** START OF SOURCE PASSAGE **
HEARTBREAK HOUSE To 25 August.

Chichester.

HEARTBREAK HOUSE
by George Bernard Shaw.

Chichester Festival Theatre Oaklands Park PO19 6AP In rep to 25 August 2012.
7.30pm 28 July, 1-3, 7, 11, 13, 14, 17, 22, 24, 25 Aug.
2.15pm 28 July, 1, 3, 11, 17, 22, 25 Aug.
Audio-described 11 Aug 2.15pm, 17, 24 Aug 7.30pm.
BSL Signed 1 Aug 7.30pm.
Captioned 25 Aug 2.15pm.
Runs 2hr 45min One interval.

TICKETS: 01243 781312.
www.cft.org.uk
Review: Timothy Ramsden 24 July.

Hearts barely moved, let alone broken.
Part of Bernard Shaw’s declared 1914-1918 war effort was to withhold this play from production. It would, he declared, have sapped morale too much. Watching Richard Clifford’s Chichester production you might agree. The streams of paradox can weary, while the procession of speech induces its own lethargy.

Shaw, of course, meant no such thing. His “fantasia in the Russian manner on English themes” misreads Chekhov as much as the playwright widely misread (or partially read) Ibsen. Shaw develops political paradoxes through his characters, rather than evaluating individual lives through deep feelings while the samovar’s boiling.
** END OF SOURCE PASSAGE **
** START OF INFORMATION PROVIDED **
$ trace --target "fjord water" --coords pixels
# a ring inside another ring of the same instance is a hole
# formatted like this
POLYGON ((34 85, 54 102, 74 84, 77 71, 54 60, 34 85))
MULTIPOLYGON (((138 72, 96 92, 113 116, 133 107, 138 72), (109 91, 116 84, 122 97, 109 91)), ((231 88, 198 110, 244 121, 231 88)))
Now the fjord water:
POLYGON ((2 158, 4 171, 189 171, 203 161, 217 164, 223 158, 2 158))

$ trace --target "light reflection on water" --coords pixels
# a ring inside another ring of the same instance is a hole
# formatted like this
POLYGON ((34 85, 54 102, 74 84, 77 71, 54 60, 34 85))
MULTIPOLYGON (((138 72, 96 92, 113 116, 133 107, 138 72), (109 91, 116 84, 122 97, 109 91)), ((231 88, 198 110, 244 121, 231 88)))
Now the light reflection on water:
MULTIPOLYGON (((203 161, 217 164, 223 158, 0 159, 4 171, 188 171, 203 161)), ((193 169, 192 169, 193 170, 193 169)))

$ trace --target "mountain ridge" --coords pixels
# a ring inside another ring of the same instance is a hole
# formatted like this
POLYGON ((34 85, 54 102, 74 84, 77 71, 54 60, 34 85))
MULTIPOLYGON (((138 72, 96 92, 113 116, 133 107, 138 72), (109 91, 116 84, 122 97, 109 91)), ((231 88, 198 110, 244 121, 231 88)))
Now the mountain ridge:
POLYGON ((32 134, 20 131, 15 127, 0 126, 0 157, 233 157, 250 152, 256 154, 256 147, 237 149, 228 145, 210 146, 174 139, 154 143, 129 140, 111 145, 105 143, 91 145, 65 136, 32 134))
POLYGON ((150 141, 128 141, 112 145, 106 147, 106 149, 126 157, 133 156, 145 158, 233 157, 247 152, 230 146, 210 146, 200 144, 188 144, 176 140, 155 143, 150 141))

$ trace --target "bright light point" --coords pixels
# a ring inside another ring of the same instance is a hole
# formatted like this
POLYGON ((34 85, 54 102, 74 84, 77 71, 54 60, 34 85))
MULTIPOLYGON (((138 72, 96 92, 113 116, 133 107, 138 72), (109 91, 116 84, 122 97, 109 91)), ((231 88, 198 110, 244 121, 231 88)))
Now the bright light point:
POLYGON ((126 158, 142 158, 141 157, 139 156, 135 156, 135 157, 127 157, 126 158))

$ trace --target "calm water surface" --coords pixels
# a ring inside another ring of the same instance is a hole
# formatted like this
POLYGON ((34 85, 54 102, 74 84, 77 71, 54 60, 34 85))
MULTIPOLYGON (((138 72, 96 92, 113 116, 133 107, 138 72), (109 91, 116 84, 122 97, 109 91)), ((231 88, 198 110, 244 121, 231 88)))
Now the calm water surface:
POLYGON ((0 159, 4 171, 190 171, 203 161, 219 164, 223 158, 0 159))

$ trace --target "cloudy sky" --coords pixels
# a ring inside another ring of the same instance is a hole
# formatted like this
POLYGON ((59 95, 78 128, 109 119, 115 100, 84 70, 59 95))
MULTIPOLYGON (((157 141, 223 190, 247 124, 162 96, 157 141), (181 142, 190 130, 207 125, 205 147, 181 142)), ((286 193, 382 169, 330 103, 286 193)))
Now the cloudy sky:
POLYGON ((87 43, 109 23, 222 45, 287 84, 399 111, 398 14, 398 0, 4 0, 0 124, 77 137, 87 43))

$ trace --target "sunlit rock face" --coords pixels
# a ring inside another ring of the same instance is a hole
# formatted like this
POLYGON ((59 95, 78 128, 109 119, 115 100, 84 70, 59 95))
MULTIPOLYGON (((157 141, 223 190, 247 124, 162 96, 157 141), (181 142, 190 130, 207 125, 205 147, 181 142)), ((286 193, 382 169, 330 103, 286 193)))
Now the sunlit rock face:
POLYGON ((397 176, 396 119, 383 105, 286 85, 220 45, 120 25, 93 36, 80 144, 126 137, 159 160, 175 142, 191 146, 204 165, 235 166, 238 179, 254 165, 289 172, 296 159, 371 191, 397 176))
** END OF INFORMATION PROVIDED **
PROBLEM: Reproduce the portion of the Heartbreak House review starting with "Chichester." and going on through "24, 25 Aug.", swapping "rep" for "repertory".

THE OUTPUT:
Chichester.

HEARTBREAK HOUSE
by George Bernard Shaw.

Chichester Festival Theatre Oaklands Park PO19 6AP In repertory to 25 August 2012.
7.30pm 28 July, 1-3, 7, 11, 13, 14, 17, 22, 24, 25 Aug.